> [Page extract]:
.....

Rent: The contract prevails on issues regarding the rent, rent adjustments, and notices.
Tenant Security: If the tenant refuses to leave after the contract and/or the notice to vacate expires, the police can be called upon to forcibly remove the tenant. However, landlords are not allowed to take abandoned appliances and furniture as compensation for unpaid rent and damages.
Coronavirus pandemic hits Thailand’s economyAs the coronavirus outbreak shuttered borders around the world, Thailand’s tourism-reliant economy contracted by 1.8% in Q1 2020 from a year earlier, the deepest decline since Q4 2011. The National Economic and Social Development Board (NESDB) slashed its forecast for 2020 to a contraction of 5% to 6%, from its earlier projection of a growth of 1.5% to 2.5%. The economy grew by an annual average of 3% from 2013 to 2019.
In addition to the dramatic decline in tourism, exports, another key economic driver, fell sharply by 22.5% in May to US$ 16.28 billion from a year earlier, the steepest y-o-y decline in over a decade, amidst a drop in shipments for cars and computers. In 2019, exports had already fallen by 2.7%, due to the strong Thai baht and the US-China trade war.
Recently, the BoT and the Center for International Trade Studies at the University of the Thai Chamber of Commerce forecast exports to contract by as much as 7.1% this year.
“Under the worst-case scenario in which the coronavirus Covid-19 crisis exceeds 9 months (to September 2020), the University of the Thai Chamber of Commerce is forecasting exports could contract by as much as 7.1% this year, with the actual export value shrinking US$17.42 billion USD, or 557.72 billion baht,” said AatPisanwanich, the director of the Centre for International Trade Studies.
In the past year, the Thai baht weakened slightly against the US dollar by 0.9% to an average exchange rate of THB 32.083 = USD 1 in May 2020, but still not enough to offset the 19.2% gain from 2015 to 2019.
After winning the March 2019 elections, Prime Minister Prayuth Chan-o-cha formally resigned as the head of military government in July 2019 and declared that the country would now function as a normal democracy after five years of military rule.
“Thailand is now fully a democratic country with a constitutional monarchy, with a parliament whose members are elected,” Prayuth said. “All problems will be addressed normally based on a democratic system with no use of special powers.”
But almost a year after the elections, critics argue that Thailand’s political situation has become more complex, with others regard it as a hybrid of democracy and authoritarianism.

.....

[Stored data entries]

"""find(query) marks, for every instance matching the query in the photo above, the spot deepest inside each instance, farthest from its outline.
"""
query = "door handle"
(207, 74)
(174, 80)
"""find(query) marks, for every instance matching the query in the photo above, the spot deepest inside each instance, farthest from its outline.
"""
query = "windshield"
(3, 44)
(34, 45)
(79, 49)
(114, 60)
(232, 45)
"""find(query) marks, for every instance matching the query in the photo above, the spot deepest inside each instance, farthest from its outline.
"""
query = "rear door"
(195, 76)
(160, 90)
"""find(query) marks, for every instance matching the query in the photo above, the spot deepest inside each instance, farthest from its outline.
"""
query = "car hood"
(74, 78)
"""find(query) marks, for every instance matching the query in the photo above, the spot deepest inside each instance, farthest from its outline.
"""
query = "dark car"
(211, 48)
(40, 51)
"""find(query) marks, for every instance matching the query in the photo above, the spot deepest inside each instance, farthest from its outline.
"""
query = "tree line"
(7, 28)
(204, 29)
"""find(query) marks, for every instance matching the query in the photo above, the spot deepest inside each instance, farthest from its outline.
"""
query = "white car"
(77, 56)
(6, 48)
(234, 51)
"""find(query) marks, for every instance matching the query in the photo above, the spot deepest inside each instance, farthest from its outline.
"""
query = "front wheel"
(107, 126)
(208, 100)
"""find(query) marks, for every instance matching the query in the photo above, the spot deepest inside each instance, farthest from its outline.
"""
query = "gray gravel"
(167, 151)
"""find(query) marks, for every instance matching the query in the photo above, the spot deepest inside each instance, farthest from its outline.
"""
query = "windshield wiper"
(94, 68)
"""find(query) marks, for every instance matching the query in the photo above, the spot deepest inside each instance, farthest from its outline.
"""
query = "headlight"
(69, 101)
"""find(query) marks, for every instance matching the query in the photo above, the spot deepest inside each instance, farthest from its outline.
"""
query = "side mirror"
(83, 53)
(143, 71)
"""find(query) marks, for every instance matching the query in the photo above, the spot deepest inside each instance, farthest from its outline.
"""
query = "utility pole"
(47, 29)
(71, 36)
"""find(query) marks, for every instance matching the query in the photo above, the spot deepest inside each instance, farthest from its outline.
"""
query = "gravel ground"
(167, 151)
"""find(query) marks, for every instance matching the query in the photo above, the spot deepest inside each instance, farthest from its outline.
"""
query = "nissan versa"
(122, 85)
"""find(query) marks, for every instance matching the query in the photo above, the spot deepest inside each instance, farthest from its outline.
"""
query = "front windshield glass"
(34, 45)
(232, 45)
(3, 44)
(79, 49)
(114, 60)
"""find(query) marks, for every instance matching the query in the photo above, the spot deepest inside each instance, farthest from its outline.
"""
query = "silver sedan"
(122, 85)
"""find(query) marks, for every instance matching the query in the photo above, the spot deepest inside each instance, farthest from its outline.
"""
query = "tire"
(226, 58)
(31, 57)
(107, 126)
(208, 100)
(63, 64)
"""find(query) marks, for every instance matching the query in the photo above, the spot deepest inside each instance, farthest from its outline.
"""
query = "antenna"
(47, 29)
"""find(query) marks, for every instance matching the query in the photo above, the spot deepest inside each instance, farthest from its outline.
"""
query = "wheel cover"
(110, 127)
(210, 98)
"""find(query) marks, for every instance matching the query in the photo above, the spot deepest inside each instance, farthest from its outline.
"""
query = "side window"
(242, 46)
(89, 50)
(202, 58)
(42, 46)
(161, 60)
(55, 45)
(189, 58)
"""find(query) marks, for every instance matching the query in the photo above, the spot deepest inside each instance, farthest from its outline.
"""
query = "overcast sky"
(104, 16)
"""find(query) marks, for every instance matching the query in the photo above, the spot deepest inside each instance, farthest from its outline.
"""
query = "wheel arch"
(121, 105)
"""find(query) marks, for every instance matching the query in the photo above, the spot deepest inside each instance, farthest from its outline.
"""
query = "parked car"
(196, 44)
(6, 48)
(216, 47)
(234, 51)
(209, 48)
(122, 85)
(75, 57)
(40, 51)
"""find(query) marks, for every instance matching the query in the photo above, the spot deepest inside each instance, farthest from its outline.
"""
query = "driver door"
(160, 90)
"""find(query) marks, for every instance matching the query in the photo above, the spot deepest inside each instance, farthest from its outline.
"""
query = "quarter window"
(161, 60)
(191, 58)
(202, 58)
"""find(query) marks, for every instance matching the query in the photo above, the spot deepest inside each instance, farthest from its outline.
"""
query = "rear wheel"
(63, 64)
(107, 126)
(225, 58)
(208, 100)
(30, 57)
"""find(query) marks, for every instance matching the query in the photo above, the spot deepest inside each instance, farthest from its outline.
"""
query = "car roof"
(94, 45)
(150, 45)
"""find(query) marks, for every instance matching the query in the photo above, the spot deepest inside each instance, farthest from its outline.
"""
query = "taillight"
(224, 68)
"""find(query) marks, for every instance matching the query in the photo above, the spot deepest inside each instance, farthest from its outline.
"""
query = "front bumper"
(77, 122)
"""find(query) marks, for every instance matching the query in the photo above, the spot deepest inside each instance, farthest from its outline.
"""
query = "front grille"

.....

> [Using the information]:
a: Quote the Thailand excerpt verbatim, starting at "After winning the" and ending at "democracy and authoritarianism.".
b: According to the Thailand excerpt, what may landlords not take as compensation for unpaid rent and damages?
c: Write what comes next in the Thailand excerpt, picking up after its final sentence.

> [Answers by item]:
a:
After winning the March 2019 elections, Prime Minister Prayuth Chan-o-cha formally resigned as the head of military government in July 2019 and declared that the country would now function as a normal democracy after five years of military rule.
“Thailand is now fully a democratic country with a constitutional monarchy, with a parliament whose members are elected,” Prayuth said. “All problems will be addressed normally based on a democratic system with no use of special powers.”
But almost a year after the elections, critics argue that Thailand’s political situation has become more complex, with others regard it as a hybrid of democracy and authoritarianism.

b: Abandoned appliances and furniture.

c:
The junta, which had given itself sweeping powers without oversight, was dissolved with the inauguration of the new Cabinet. But most of the powerful cabinet positions were held by former members of Prayuth’s military government. In fact, Prayuth also serves as a defense minister in the new government. The military also keeps its power of arbitrary detention, which was used in the past to silence critics.
Prayuth was retained as prime minister with the backing of military-appointed Senate and pro-military parties in the parliament who were elected during the March 2019 general election. The election, which was marred with controversies and irregularities, was held under a new constitution and laws enacted by the junta aimed at disadvantaging established political parties and keeping any single party from winning a clear majority.
Also, the new constitution more or less ensures that members of the National Council for Peace and Order (NCPO), the official name of the military junta that governed the nation, will not be held accountable for any rights violations committed during its rule.
Thailand’s military seized power from an elected government in May 2014, the 12th military coup since the end of absolute monarchy in 1932. Led by the present prime minister, Prayuth, the coup came after several months of protests against the ruling Pheu Thai party and former PM YingluckShinawatra. After dissolving the government and the Senate, the NCPO vested both executive and legislative powers in its leaders, and took control of the judicial branch. A nationwide martial law and curfew were declared; political gatherings were banned; opposition leaders and activists were arrested; and media and internet censorship was imposed.